[Start of Listed records]

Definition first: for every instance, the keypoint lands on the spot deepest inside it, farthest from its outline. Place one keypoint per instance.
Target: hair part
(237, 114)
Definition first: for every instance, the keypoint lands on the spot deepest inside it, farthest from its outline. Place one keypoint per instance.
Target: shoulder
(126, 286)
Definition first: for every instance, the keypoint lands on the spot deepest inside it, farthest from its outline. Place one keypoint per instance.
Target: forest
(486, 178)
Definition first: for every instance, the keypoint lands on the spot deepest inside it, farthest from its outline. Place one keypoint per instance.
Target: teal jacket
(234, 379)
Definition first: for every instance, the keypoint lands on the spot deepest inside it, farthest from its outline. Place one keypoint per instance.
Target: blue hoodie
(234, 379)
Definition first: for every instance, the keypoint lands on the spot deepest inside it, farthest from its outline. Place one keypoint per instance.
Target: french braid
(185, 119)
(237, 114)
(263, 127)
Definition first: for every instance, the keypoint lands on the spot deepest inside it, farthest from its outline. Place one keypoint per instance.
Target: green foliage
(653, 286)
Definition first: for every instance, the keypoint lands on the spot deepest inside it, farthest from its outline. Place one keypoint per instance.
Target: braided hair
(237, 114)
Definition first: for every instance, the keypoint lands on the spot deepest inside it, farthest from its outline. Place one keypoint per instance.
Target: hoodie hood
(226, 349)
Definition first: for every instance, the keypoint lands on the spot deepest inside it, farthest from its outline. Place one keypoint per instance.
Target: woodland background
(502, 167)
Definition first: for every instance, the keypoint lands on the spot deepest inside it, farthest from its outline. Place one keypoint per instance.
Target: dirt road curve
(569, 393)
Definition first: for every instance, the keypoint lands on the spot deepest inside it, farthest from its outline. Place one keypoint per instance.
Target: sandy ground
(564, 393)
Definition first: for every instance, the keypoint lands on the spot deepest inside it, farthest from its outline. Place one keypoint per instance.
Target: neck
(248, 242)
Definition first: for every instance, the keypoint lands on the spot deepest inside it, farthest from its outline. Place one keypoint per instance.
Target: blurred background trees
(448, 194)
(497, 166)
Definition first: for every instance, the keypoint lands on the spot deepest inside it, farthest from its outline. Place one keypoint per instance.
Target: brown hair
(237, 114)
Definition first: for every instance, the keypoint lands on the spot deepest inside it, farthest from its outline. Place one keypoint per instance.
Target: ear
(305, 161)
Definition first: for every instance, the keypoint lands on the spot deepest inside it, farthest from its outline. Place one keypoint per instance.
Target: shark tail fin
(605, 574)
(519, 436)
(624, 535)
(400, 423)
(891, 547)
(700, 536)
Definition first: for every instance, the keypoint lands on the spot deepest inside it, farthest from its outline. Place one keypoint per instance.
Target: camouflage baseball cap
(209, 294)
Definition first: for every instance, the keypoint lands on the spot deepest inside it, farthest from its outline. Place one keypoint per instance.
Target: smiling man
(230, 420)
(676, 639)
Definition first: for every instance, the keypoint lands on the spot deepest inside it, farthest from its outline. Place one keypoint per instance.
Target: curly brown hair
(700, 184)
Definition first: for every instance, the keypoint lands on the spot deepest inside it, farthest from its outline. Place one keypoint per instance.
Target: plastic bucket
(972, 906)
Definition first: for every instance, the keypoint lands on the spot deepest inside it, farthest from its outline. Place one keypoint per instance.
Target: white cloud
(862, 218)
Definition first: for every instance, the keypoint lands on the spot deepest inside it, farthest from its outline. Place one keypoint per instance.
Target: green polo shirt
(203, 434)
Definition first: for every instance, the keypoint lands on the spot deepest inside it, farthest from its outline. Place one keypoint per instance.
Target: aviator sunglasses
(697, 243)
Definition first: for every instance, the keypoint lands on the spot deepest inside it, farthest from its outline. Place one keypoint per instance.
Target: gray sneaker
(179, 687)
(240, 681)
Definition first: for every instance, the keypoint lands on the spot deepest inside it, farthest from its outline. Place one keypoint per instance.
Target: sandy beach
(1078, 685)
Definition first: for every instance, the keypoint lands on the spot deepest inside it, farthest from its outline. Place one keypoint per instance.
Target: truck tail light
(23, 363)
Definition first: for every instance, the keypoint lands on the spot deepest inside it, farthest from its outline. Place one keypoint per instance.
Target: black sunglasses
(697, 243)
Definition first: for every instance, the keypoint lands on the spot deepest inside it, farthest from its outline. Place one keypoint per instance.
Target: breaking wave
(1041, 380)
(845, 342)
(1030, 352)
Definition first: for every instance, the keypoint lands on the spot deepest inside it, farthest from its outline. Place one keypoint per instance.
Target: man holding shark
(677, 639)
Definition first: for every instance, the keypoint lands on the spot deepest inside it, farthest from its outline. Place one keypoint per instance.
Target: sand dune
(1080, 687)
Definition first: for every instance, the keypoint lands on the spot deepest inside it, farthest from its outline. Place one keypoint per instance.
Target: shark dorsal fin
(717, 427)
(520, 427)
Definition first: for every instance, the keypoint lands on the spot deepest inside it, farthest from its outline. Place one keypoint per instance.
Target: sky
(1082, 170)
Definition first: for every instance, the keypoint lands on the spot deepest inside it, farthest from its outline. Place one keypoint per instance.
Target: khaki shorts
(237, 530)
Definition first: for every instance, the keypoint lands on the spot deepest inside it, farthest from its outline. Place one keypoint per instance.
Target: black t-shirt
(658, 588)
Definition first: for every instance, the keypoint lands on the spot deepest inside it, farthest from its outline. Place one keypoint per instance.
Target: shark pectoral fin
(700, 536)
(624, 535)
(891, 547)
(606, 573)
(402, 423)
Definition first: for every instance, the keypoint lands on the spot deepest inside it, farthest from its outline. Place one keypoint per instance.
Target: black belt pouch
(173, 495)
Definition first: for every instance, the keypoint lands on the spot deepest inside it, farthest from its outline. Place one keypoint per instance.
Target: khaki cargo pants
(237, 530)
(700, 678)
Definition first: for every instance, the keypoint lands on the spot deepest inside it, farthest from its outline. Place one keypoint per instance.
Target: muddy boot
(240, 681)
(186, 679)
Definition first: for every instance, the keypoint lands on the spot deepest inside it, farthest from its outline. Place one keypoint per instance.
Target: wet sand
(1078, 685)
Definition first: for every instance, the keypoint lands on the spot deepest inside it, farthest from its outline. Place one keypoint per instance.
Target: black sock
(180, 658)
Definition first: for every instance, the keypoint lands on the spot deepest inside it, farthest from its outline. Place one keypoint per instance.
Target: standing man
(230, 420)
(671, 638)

[End of Listed records]

The entries above should be repeated exactly, every one of them.

Definition first: for every instance, the keypoint lands on the spot deepest inside it, farthest from its outline. Place one keypoint per instance.
Target: hair part
(237, 114)
Definition first: for every instance, the keypoint lands on the spot deepest inside it, farthest from its outline. Place one keypoint per instance.
Target: shoulder
(126, 286)
Definition first: for every instance, the keypoint lands on the spot deepest inside it, farthest from its outline. Place one keypoint per instance.
Target: forest
(486, 178)
Definition first: for every instance, the keypoint lands on the spot deepest inside it, farthest from its outline. Place one keypoint per instance.
Target: teal jacket
(234, 379)
Definition first: for every instance, the keypoint lands on the spot deepest inside it, farthest from its outline. Place one keypoint per instance.
Target: blue hoodie
(234, 379)
Definition first: for every instance, the keypoint lands on the spot deepest inside it, farthest from its outline. Place one keypoint per instance.
Target: french braid
(185, 119)
(237, 114)
(263, 127)
Definition first: for every instance, the keypoint lands on the spot deepest inside it, farthest from its outline. Place one keypoint per instance.
Target: green foliage
(653, 286)
Definition first: for every instance, the keypoint lands on the spot deepest inside it, farthest from its outline. Place one keypoint per instance.
Target: braided hair
(237, 114)
Definition first: for every instance, the keypoint lands on the spot deepest inside it, farthest from its outline. Place one keypoint per instance.
Target: hoodie hood
(226, 349)
Definition first: for every instance, the keypoint lands on the spot deepest inside it, farthest from its outline. Place one keypoint per instance.
Target: woodland background
(502, 167)
Definition first: for every instance, the keypoint lands on the spot deepest inside it, farthest from its outline. Place one keypoint per instance.
Target: dirt road curve
(569, 393)
Definition first: for every instance, the keypoint lands on the spot deepest inside it, farthest from its outline. Place one keypoint per instance.
Target: sandy ground
(564, 393)
Definition first: for every instance, the keypoint lands on the spot deepest inside it, farthest from its outline. Place one keypoint per instance.
Target: neck
(248, 242)
Definition first: for every instance, the keypoint lands on the spot deepest inside it, farthest from its outline. Place one keypoint per instance.
Target: blurred background trees
(448, 194)
(497, 166)
Definition first: for every instance, the keypoint lands on the spot deepest inside it, farthest from its outline. Place one keypoint per instance.
Target: brown hair
(237, 114)
Definition first: for every instance, the keypoint lands on the spot deepest inside it, farthest from its outline. Place one keypoint per instance.
Target: ear
(305, 161)
Definition first: for every instance, the keypoint lands on the spot deepest inside it, farthest from its outline. Place one keypoint per instance.
Target: shark tail fin
(605, 574)
(519, 436)
(624, 535)
(400, 423)
(891, 547)
(700, 536)
Definition first: for every instance, the keypoint lands on the spot deepest inside it, farthest from its outline. Place one keypoint per instance.
Target: camouflage baseball cap
(209, 294)
Definition first: for every instance, the keypoint lands on the spot deepest inside it, farthest from its outline. Place one keypoint per instance.
Target: smiling man
(230, 420)
(676, 639)
Definition first: for every instance, the keypoint lands on the spot deepest inside it, farthest from its outline. Place one keypoint per instance.
Target: curly brown hair
(700, 184)
Definition first: for every instance, the keypoint lands on the spot deepest inside it, farthest from its outline. Place one keypoint per instance.
Target: plastic bucket
(972, 906)
Definition first: for every instance, the keypoint lands on the spot deepest inside it, farthest from its outline. Place one keypoint per instance.
Target: white cloud
(862, 218)
Definition first: for every instance, the keypoint lands on the spot deepest inside it, farthest from its outline. Place one keypoint per instance.
Target: green polo shirt
(203, 434)
Definition first: for every instance, the keypoint lands on the spot deepest inside it, farthest from its outline. Place one keypoint per instance.
Target: aviator sunglasses
(697, 243)
Definition first: for every instance, the keypoint lands on the spot deepest inside it, farthest from its outline. Place one keypoint per instance.
Target: gray sneaker
(179, 687)
(240, 681)
Definition first: for every instance, the keypoint lands on the spot deepest inside it, farthest from its outline. Place one keypoint per instance.
Target: sandy beach
(1078, 685)
Definition first: for every instance, the keypoint lands on the spot deepest inside it, farthest from its outline. Place one keypoint per instance.
Target: truck tail light
(23, 363)
Definition first: for every instance, the keypoint lands on the spot deepest inside it, farthest from its outline. Place one keypoint per instance.
Target: black sunglasses
(697, 243)
Definition first: for every instance, the keypoint lands on the spot deepest inside it, farthest from its outline. Place one keypoint per instance.
Target: breaking wave
(1041, 380)
(845, 342)
(1030, 352)
Definition first: for every instance, the keypoint lands on the spot deepest inside it, farthest from its outline. Place one keypoint per instance.
Target: man holding shark
(677, 639)
Definition first: for every instance, the keypoint lands on the spot deepest inside it, farthest from its outline. Place one keypoint per instance.
Target: sand dune
(1080, 687)
Definition first: for every instance, the keypoint lands on the spot deepest inside it, farthest from its outline. Place one keypoint per instance.
Target: shark dorsal fin
(717, 427)
(520, 427)
Definition first: for every instance, the keypoint lands on the spot deepest inside it, farthest from its outline. Place one keypoint per instance.
Target: sky
(1082, 170)
Definition first: for every instance, the keypoint lands on the spot deepest inside it, farthest from its outline. Place one keypoint per instance.
Target: khaki shorts
(237, 530)
Definition first: for every instance, the keypoint lands on the spot deepest inside it, farthest from its outline. Place one keypoint per instance.
Target: black t-shirt
(658, 588)
Definition first: for every instance, the keypoint lands on the spot deepest inside it, farthest from its outline. Place one keypoint per instance.
Target: shark pectoral fin
(700, 536)
(624, 535)
(891, 547)
(606, 573)
(402, 423)
Definition first: for every instance, the keypoint lands on the spot deepest inside it, farthest from its outline. Place one keypoint per instance.
Target: black belt pouch
(173, 495)
Definition first: for every instance, the keypoint lands on the spot deepest inside it, farthest from its outline. Place one keypoint per instance.
Target: khaki cargo pants
(237, 530)
(700, 678)
Definition first: for every instance, the keypoint lands on the spot deepest inside it, farthest from its outline. Place one keypoint per instance.
Target: muddy boot
(240, 681)
(186, 679)
Definition first: for every instance, the keypoint lands on the spot deepest inside it, farthest from its outline. Place one keypoint per instance.
Target: wet sand
(1078, 685)
Definition first: for every instance, the keypoint lands on the spot deepest inside it, farthest from its outline. Place one keypoint per instance.
Target: black sock
(180, 658)
Definition first: for every instance, the keypoint lands on the spot deepest inside it, farthest from its outline. Place one keypoint per instance.
Target: standing man
(230, 420)
(671, 638)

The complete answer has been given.